_YOUR GOAL_
In the records below, find the line that contains "column 93, row 525" and the line that contains "column 511, row 22", then retype exactly those two lines and every line between them.

_RECORDS FOR THE TASK_
%%

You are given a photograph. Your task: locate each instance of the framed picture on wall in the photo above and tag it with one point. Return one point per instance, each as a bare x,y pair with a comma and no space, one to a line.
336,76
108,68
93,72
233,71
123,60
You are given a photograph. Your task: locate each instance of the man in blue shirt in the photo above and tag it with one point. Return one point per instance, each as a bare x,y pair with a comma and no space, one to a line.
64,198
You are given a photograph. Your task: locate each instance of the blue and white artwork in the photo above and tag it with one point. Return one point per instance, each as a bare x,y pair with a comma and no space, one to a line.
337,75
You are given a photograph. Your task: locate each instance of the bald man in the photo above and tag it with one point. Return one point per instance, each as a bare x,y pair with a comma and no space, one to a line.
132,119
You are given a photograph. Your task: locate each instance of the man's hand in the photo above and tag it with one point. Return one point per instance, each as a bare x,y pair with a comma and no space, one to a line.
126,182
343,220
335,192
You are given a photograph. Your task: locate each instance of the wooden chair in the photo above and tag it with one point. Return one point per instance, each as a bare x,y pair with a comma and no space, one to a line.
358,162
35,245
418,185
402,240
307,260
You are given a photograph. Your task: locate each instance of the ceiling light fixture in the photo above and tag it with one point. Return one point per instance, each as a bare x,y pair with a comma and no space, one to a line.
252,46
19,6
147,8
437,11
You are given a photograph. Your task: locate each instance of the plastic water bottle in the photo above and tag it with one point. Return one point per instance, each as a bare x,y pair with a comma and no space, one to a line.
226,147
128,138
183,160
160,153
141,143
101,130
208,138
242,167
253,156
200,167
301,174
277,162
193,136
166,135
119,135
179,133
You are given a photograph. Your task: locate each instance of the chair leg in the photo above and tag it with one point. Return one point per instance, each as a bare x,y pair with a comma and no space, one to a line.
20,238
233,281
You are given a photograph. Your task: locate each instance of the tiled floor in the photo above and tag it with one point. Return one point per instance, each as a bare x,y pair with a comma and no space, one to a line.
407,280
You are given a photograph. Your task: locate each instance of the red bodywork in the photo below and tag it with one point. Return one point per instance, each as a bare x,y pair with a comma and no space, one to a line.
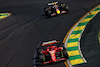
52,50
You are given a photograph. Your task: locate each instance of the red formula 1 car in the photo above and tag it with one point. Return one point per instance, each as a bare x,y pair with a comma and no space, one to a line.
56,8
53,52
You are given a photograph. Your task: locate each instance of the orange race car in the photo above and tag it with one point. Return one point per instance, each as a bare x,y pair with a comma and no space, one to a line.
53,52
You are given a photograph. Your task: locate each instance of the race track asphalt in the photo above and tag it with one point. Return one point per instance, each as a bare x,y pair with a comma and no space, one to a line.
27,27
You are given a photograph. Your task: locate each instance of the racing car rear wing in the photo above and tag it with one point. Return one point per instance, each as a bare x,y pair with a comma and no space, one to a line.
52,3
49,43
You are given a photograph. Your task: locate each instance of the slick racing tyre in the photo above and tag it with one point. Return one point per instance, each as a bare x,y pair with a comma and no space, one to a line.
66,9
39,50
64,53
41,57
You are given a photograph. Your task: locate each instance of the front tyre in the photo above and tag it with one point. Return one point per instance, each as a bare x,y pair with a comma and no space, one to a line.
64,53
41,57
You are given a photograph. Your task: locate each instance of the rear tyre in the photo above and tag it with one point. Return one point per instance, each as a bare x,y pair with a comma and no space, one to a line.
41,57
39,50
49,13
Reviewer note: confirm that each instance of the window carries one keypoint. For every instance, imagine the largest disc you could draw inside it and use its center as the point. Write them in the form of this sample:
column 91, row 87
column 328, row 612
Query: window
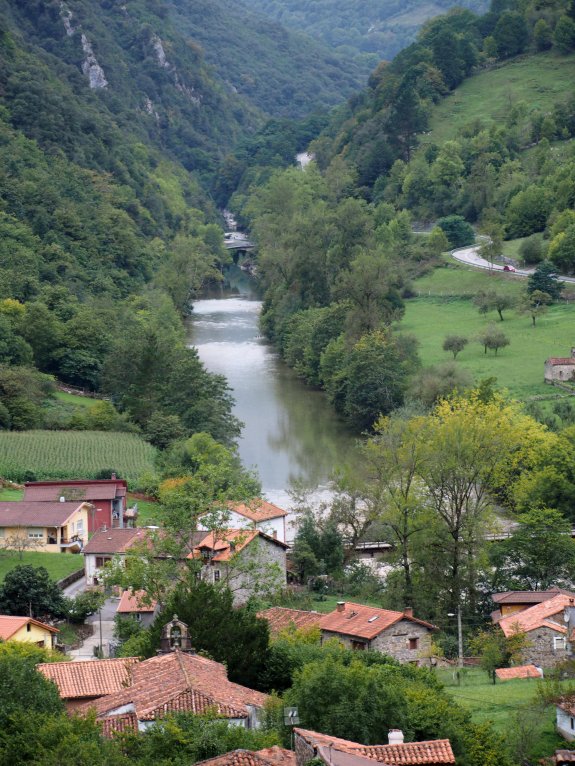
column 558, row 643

%%
%%

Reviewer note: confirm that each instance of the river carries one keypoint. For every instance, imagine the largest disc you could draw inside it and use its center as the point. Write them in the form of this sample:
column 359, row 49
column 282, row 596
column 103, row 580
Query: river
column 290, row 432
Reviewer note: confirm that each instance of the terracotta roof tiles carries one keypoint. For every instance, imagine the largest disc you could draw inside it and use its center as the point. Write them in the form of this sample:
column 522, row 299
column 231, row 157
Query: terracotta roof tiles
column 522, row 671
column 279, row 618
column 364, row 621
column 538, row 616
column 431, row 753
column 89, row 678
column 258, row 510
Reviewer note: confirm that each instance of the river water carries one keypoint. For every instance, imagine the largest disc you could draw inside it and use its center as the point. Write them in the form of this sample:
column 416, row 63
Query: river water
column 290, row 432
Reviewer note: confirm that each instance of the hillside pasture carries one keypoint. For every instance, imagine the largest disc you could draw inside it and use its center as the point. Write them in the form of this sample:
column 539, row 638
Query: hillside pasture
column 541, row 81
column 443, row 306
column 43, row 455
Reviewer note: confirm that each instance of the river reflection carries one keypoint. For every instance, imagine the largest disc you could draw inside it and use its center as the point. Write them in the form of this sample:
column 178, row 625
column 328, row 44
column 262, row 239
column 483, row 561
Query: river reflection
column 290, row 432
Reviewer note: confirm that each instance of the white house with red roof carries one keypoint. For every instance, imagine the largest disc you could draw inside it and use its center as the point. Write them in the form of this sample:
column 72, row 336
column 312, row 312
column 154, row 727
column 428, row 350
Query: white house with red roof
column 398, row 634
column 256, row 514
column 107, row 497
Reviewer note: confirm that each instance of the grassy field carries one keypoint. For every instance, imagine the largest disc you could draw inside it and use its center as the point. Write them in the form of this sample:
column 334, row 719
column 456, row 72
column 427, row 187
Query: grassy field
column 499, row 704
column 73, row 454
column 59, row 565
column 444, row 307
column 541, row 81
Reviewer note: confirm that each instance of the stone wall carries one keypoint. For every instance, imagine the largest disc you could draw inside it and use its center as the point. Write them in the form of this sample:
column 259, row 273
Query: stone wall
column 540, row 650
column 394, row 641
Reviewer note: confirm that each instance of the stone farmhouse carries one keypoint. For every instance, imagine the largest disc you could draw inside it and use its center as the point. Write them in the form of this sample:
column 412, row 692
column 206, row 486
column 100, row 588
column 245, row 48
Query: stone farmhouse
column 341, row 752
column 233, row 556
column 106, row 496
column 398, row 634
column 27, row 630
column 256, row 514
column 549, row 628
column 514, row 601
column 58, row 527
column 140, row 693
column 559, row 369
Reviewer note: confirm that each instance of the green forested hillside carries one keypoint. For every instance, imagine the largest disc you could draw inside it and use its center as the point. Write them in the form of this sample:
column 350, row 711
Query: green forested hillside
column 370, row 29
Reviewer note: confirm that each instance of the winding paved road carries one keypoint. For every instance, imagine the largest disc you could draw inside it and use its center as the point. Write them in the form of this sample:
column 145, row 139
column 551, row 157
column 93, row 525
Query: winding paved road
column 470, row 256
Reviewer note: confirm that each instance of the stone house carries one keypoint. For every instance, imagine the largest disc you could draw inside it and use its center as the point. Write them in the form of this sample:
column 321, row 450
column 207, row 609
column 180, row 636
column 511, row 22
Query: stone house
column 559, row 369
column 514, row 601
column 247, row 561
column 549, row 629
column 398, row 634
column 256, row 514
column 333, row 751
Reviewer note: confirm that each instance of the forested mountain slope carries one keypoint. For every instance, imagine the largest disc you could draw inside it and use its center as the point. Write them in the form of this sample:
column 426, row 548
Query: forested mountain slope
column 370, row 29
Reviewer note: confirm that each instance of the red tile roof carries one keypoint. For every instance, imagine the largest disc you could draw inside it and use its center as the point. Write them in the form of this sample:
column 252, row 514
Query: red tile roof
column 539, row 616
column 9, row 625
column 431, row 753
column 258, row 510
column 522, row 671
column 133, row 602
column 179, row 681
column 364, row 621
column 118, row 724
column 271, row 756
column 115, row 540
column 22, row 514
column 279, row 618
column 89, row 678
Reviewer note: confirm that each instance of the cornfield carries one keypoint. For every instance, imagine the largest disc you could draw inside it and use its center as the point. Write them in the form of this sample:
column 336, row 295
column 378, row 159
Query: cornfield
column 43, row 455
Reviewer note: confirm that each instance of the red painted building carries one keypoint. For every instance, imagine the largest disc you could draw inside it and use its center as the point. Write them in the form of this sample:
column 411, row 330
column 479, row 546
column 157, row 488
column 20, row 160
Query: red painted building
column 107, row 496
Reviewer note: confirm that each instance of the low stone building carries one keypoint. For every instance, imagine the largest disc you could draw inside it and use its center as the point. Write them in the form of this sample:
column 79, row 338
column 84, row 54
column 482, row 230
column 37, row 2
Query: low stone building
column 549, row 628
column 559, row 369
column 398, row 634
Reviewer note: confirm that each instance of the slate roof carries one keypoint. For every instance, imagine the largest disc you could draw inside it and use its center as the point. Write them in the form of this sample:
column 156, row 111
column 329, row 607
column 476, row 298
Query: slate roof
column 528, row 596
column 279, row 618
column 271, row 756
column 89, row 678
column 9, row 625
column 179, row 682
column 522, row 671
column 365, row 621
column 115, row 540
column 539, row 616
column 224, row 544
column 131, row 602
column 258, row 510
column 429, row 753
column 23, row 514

%%

_WRITTEN RESPONSE_
column 93, row 525
Query: winding paved road
column 470, row 256
Reviewer note: confirm that each instance of the stone house carries one keypoint. For every instance, imagine the largest disc you could draw inside it and use its center as the point. Write them in the form of this sample:
column 321, row 450
column 207, row 609
column 180, row 636
column 511, row 22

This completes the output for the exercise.